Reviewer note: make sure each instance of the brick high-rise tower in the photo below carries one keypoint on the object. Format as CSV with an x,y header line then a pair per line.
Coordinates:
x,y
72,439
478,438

###

[WHAT THE EXERCISE ASKS]
Rewrite the data above with "brick" switched to "stone" and every other part left as it is.

[FULL RESPONSE]
Reviewer note: make sure each instance of the stone high-rise tower in the photo below carries one keypoint on the object. Format as CSV with an x,y header line then a pair per line.
Coordinates:
x,y
72,439
478,438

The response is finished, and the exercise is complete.